▶ **AIM OF THE EXERCISE**
Please restate each entry that follows word for word.

....

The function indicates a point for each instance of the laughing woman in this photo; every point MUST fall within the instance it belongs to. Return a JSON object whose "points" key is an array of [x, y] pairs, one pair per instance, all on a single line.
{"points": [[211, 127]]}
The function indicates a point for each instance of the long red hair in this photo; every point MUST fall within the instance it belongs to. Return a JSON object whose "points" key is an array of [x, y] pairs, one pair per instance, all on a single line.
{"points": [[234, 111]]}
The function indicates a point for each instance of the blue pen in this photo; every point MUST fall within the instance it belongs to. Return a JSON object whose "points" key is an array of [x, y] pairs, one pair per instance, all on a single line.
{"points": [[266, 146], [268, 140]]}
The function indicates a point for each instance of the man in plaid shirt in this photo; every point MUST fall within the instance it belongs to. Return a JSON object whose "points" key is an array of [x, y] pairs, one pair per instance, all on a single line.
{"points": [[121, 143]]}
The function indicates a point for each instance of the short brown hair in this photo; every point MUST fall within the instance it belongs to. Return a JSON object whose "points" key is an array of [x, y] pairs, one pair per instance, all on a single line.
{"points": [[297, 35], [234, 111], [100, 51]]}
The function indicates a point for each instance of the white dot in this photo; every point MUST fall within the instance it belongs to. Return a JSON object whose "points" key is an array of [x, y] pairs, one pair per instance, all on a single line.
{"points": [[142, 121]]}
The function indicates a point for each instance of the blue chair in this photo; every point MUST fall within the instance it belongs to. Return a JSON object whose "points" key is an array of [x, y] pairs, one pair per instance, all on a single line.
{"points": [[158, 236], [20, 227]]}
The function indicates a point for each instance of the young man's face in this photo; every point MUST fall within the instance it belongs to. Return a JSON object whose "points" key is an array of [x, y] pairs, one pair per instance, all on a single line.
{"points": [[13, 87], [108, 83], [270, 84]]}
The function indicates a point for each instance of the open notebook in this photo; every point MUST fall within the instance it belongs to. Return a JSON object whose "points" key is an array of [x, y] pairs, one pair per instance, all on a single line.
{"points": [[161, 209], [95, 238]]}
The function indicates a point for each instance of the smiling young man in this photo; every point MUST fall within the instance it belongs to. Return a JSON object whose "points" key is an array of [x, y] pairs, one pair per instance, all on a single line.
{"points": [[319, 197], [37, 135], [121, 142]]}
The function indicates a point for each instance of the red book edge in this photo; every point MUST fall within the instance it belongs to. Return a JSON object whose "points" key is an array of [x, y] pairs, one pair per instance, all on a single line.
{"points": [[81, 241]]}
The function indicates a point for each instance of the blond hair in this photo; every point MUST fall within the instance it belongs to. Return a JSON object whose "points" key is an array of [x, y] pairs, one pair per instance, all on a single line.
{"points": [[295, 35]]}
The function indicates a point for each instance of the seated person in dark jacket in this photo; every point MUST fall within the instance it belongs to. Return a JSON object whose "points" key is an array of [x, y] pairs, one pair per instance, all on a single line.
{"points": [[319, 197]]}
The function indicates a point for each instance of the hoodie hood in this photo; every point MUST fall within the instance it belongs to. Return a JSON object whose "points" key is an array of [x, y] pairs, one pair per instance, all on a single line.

....

▶ **REPLY**
The function indicates a point for each instance of the laughing woman in this photo; every point MUST fall within the instance it belongs to. Return a JSON object whose "points" key is an array of [x, y] pairs, one pair per instance, all on a single line.
{"points": [[211, 127]]}
The function indicates a point for each instance of the long red hair in this photo; every point MUST fall within the instance it belongs to. Return a JSON object whose "points" key is an array of [x, y] pairs, one pair per instance, all on a single line.
{"points": [[234, 111]]}
The function indicates a point for each instance of the blue pen in this photo; every point MUST fall within the instance it belongs to. Return a JSON object whose "points" key is an array of [x, y] pairs, one pair per instance, all on a single line.
{"points": [[266, 146], [268, 140]]}
The function indicates a point for each instance of the man in plaid shirt in this photo; every point MUST fall within the instance it belongs to. Return a JSON object whose "points" key is an array of [x, y] pairs, one pair per instance, all on a single line.
{"points": [[121, 143]]}
The function indicates a point for each instance of the short brown hair in this photo; every point MUST fall within the instance it belongs to. Return a JSON object whose "points" key is an array of [x, y] pairs, one pair per instance, all on a single line.
{"points": [[297, 35], [234, 111], [100, 51]]}
The function indicates a point for each instance of the white dot in this photo; every point MUST fall within the instance it belongs to. Return a JSON object whose "points" key is an array of [x, y] pairs, one pair per instance, all on a single line.
{"points": [[142, 121]]}
The function indicates a point for each instance of the blue chair in this photo; every point MUST fall within the instance it belongs to. Return a JSON object whose "points" key is an array of [x, y] pairs, one pair per instance, all on a single line.
{"points": [[158, 236], [20, 227]]}
The function indicates a point for each instance of the young man's face in this photo; every point MUST fall within the instance it belongs to. Return a JSON object whose "points" key is an array of [x, y] pairs, one pair per instance, all on a single line.
{"points": [[13, 87], [108, 83], [270, 84]]}
The function indicates a point for each instance of the open notebook in this photo; every point MUST fall within the instance it belongs to. Return a JSON object whose "points" key is an array of [x, y] pairs, one pair per instance, all on a single line.
{"points": [[161, 209], [95, 238]]}
The function indicates a point for each instance of the smiling young man in this photo; every point MUST fall within the instance it belongs to. Return a JSON object whose "points" key is an array of [x, y] pairs, one pair per instance, all on a single line.
{"points": [[319, 197], [37, 135], [121, 142]]}
The function indicates a point for each instance of the red book edge in this photo; every point MUST fall within the instance it belongs to. Return a JSON object whose "points" key is an array of [x, y] pairs, one pair per instance, all on a single line.
{"points": [[81, 241]]}
The function indicates a point for each instance of the blond hair in this photo; every point MUST fall within the instance it belongs to. Return a JSON object whose "points" key is an array of [x, y] pairs, one pair per instance, all on a single line.
{"points": [[295, 35]]}
The function indicates a point for each instance of the seated person in dark jacket in this photo; every point MUST fall within the instance it belongs to. Return a JSON object whose "points" key is an array of [x, y] pairs, one pair per instance, all on a single line.
{"points": [[319, 197]]}
The function indicates a point for each instance of the hoodie hood in this photo; every point MUST fall within the instance it belongs to. Return a JSON object whose "points" key is an array of [x, y] pairs, one pair per instance, all on a single line.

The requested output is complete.